→ **INSTRUCTIONS FOR THE TASK**
Turn each line of the entries below into an item in a numbered list, omitting blank lines. Leave the pictures out of your answer.

━━━━━ SUPPLIED DATA

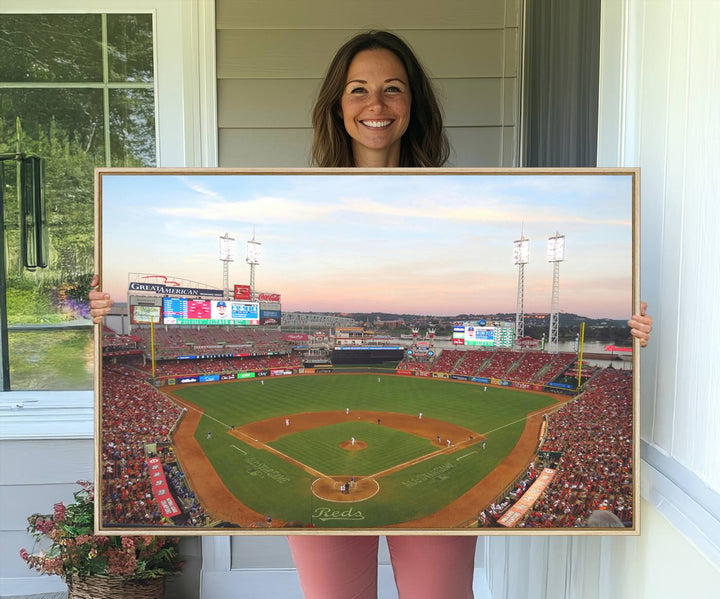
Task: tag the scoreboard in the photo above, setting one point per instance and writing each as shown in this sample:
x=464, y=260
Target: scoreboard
x=484, y=334
x=178, y=310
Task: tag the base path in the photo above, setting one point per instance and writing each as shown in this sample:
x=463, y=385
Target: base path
x=214, y=496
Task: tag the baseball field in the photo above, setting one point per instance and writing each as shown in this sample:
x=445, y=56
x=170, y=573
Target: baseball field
x=354, y=450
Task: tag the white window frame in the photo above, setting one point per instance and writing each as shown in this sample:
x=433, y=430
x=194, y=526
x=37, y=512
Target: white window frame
x=186, y=130
x=668, y=485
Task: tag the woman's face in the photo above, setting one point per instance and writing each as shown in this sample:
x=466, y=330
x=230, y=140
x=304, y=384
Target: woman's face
x=375, y=107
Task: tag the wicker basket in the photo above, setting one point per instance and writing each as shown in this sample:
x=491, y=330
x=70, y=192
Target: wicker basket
x=116, y=587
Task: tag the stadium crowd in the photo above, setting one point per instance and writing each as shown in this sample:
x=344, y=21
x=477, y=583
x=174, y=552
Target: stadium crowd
x=590, y=441
x=527, y=366
x=135, y=416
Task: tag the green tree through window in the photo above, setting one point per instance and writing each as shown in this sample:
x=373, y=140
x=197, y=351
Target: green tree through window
x=79, y=91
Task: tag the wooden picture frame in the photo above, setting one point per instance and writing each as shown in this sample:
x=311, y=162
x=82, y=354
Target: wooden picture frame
x=412, y=354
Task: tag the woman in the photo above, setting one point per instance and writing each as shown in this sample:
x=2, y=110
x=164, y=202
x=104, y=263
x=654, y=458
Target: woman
x=377, y=108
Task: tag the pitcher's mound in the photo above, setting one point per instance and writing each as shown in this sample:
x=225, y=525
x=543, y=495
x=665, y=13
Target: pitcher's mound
x=350, y=447
x=330, y=489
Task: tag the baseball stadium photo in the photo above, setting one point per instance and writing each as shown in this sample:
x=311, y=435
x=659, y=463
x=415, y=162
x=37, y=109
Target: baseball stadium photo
x=367, y=351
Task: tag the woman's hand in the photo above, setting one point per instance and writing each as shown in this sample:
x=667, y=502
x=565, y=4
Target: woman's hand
x=641, y=325
x=100, y=303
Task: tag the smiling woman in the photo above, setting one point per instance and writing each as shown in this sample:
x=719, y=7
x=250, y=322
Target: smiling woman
x=373, y=82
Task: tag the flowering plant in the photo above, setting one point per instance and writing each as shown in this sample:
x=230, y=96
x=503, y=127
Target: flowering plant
x=75, y=551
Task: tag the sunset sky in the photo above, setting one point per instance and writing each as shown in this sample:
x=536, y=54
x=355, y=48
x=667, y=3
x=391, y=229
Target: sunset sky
x=439, y=244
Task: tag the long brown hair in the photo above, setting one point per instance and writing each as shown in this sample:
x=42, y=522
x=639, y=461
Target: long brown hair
x=423, y=144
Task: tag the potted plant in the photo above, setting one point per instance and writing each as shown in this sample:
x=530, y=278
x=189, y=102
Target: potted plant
x=97, y=566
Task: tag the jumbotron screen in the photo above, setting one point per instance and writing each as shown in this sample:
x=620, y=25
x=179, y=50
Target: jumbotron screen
x=484, y=334
x=179, y=310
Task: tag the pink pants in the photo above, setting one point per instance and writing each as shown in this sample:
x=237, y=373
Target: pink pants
x=425, y=567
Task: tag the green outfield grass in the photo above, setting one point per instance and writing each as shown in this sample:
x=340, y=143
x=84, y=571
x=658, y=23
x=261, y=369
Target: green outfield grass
x=271, y=485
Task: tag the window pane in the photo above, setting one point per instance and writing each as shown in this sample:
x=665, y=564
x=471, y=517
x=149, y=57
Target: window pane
x=50, y=334
x=40, y=48
x=130, y=48
x=51, y=360
x=132, y=127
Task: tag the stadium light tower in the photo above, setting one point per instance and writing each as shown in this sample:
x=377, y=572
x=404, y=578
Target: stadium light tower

━━━━━━━━━━

→ **ANSWER TO THE PROBLEM**
1. Task: tag the scoreboard in the photo above, setting one point per instance and writing each as shown in this sample:
2. x=464, y=260
3. Target: scoreboard
4. x=484, y=334
5. x=178, y=310
6. Task: tag the base path in the photo above, setting one point per instance and writing each as shown in this sample:
7. x=463, y=385
8. Target: base path
9. x=214, y=496
10. Task: tag the baseball field in the photo above, setting one point per instance and writing each as shown in this sample:
11. x=445, y=56
12. x=170, y=573
13. Target: baseball field
14. x=354, y=450
15. Task: tag the white window frame in the photo above, setting one point per instance and writing each as shown in this sample:
16. x=433, y=430
17. x=194, y=526
18. x=37, y=512
19. Target: white window frame
20. x=186, y=130
21. x=668, y=485
22. Task: tag the woman's face in the photo above, setting one point per instance and writing each as shown in this sample:
23. x=466, y=330
24. x=230, y=140
25. x=304, y=384
26. Target: woman's face
27. x=375, y=107
28. Task: tag the wicker basket in the photo above, setting one point per instance and writing each as shown in this sample:
29. x=491, y=330
30. x=70, y=192
31. Target: wicker basket
32. x=116, y=587
33. Task: tag the stadium crowd in the photo above, setting one point per instance and writing each as shown in this sample:
34. x=344, y=21
35. x=477, y=583
36. x=174, y=552
37. Target: stadium crowd
38. x=590, y=441
39. x=527, y=366
40. x=135, y=416
41. Task: tag the green tree through window in the photo above, setting one point per instance and writing each as shown in this sample:
42. x=373, y=140
43. x=197, y=351
44. Target: green tree through window
45. x=79, y=91
46. Task: tag the wooden picture frame in the photo above, setting one point per instance and writing each as shown in this sample:
47. x=311, y=162
48. x=82, y=354
49. Target: wooden picture frame
50. x=412, y=354
51. Task: tag the woman in the photo above, setting one point per instance and writing each as shown in this sample:
52. x=2, y=110
53. x=164, y=202
54. x=104, y=263
55. x=654, y=458
56. Target: woman
57. x=377, y=108
58. Task: tag the pitcher's mound in the photo above, setting one point per instance and writing each as shown in this sample:
59. x=225, y=525
60. x=543, y=495
61. x=665, y=13
62. Target: pitcher's mound
63. x=350, y=447
64. x=330, y=489
65. Task: tag the baseball stadium photo in the photo above, setting one point per instance and writing each as shown in this sample:
66. x=311, y=435
67. x=659, y=463
68. x=415, y=162
69. x=37, y=109
70. Target: baseball stadium photo
71. x=367, y=351
72. Task: tag the woman's hand in the photo above, setting one point per instance and writing each as shown in this sample:
73. x=667, y=502
74. x=565, y=4
75. Target: woman's hand
76. x=641, y=325
77. x=100, y=303
78. Task: tag the smiling woman in the photo above, setting one point per instance and writing each as shown in this sample:
79. x=719, y=7
80. x=250, y=322
81. Target: smiling woman
82. x=373, y=82
83. Task: tag the flowering plant in the photo above, setting one point per instance and writing each as shown in this sample:
84. x=230, y=96
85. x=503, y=127
86. Target: flowering plant
87. x=75, y=551
88. Task: tag the sunset sky in the photo above, setting one point per instance and writing each as shown in this sample:
89. x=536, y=54
90. x=355, y=48
91. x=667, y=3
92. x=391, y=229
93. Target: sunset sky
94. x=439, y=244
95. Task: tag the long brown hair in the photo above, setting one point per instance and writing each as shown in this sample:
96. x=42, y=522
97. x=639, y=461
98. Target: long brown hair
99. x=423, y=144
100. Task: tag the potted plant in the photo above, setting one point per instance and writing each as shown in this sample:
101. x=530, y=278
102. x=189, y=102
103. Target: potted plant
104. x=97, y=566
105. Task: tag the jumbotron screen in the photo above, setting one point per instance and writing each as shown in this sample:
106. x=620, y=25
107. x=179, y=50
108. Target: jumbotron screen
109. x=484, y=334
110. x=179, y=310
111. Task: tag the pink pants in the photo above, setting one point per instance and writing each as shown in this sample:
112. x=237, y=373
113. Target: pink pants
114. x=425, y=567
115. Task: tag the green outfield grass in the photo above, setting one point per instance and writing each as shown in this sample:
116. x=340, y=143
117. x=84, y=571
118. x=658, y=23
119. x=261, y=369
120. Target: green outfield grass
121. x=271, y=485
122. Task: tag the window pane in the photo above, setting one point per instance and writing each as shown in this sample:
123. x=665, y=564
124. x=471, y=517
125. x=149, y=57
126. Target: window pane
127. x=50, y=334
128. x=40, y=48
129. x=130, y=48
130. x=51, y=360
131. x=132, y=127
132. Task: tag the stadium light tower in the photo above, setting one point per instance and writing each as shown in this sample:
133. x=377, y=572
134. x=404, y=578
135. Target: stadium light tower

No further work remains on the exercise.